§ **Passage to read**
━━━━━━
AbCellera Biologics Inc. has announced a collaboration with Fabio Rossi, MD, PhD, and Michael Underhill, PhD, of the University of British Columbia, to develop therapeutic antibodies for the treatment of Duchenne muscular dystrophy-associated fibrosis.
“It is immensely satisfying to see many years of investment in the basic science now being translated towards therapies for patients in need, and that this work will lead to economic benefits here in [British Columbia],” Rossi said in a press release. Rossi is a professor in the university’s Department of Medical Genetics and co-director of the Biomedical Research Centre.
Muscle fibrosis, which involves scarring of muscle tissue, plays a very important role in the disease development and progression of Duchenne muscular dystrophy (DMD). Fibrosis of the liver or other organs is of concern in a number of diseases. So, any anti-fibrosis therapies could find wider applications beyond muscle fibrosis in DMD.
“Effective treatments that prevent fibrosis would be life-changing for people living with DMD by slowing disease progression and improving quality of life,” said Catalina Lopez-Correa, MD, PhD. She is chief scientific officer and vice president at Genome BC. “We invest in projects that will make a difference in the lives of British Columbians and this type of therapy has the potential to make a significant impact.”
━━━━━━
§ **Information**
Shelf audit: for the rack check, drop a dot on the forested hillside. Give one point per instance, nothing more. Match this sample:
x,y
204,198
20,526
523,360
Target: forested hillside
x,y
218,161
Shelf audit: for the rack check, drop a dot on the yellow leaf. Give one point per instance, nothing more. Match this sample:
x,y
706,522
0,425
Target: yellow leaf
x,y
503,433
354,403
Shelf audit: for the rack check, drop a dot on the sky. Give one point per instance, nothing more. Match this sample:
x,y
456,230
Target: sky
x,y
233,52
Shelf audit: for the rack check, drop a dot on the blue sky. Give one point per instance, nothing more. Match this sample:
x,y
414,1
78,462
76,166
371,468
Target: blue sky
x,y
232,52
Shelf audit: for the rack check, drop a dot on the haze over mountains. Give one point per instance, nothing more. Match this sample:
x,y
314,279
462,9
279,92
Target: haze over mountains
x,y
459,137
━━━━━━
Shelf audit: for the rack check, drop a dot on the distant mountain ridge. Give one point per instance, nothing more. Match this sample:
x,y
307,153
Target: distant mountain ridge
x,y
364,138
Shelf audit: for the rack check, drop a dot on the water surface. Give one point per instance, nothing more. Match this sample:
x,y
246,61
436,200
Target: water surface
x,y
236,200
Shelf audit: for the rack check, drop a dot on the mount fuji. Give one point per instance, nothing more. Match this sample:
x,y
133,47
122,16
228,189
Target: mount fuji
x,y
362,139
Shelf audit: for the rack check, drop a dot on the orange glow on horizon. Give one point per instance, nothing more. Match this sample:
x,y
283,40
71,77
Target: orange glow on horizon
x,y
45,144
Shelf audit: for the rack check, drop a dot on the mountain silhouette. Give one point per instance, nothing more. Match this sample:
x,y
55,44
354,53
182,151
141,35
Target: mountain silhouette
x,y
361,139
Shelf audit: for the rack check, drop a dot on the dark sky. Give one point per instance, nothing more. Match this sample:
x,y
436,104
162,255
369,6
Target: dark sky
━━━━━━
§ **Task 1**
Translate this sentence from the AbCellera article into Spanish: "Fibrosis of the liver or other organs is of concern in a number of diseases."
§ **Task 2**
Answer these questions using the AbCellera article:
(a) At which university do Fabio Rossi and Michael Underhill work?
(b) What does muscle fibrosis involve?
(c) At what organization is Catalina Lopez-Correa chief scientific officer?
§ **Task 3**
Proceed with the AbCellera article, writing on from its final sentence.

§ **Exercise result 1**
La fibrosis del hígado o de otros órganos es motivo de preocupación en varias enfermedades.

§ **Exercise result 2**
(a) The University of British Columbia.
(b) Scarring of muscle tissue.
(c) Genome BC.

§ **Exercise result 3**
The $3.5 million provided by AbCellera Biologics Inc. will help in this collaboration, which involves discovering and engineering a range of antibodies. Antibodies then will be selected by the university team for testing in animal models. The ultimate aim is to reach a therapeutic product that can be submitted as part of an investigational new drug application.
“As a spin-off built on research done at UBC’s Michael Smith Laboratories, we are thrilled that AbCellera’s success is propagating a virtuous circle of innovation,” said Carl Hansen, PhD, CEO of AbCellera. “We are now positioned to engage with UBC’s outstanding researchers and enable the translation of basic science into new therapies for patients.”
The project is part of the the Genomics Application Partnership Program (GAPP), which is a $6.5 million project that supports collaborations between universities and the industry. Genome BC and Genome Canada will be contributing $3 million of this money.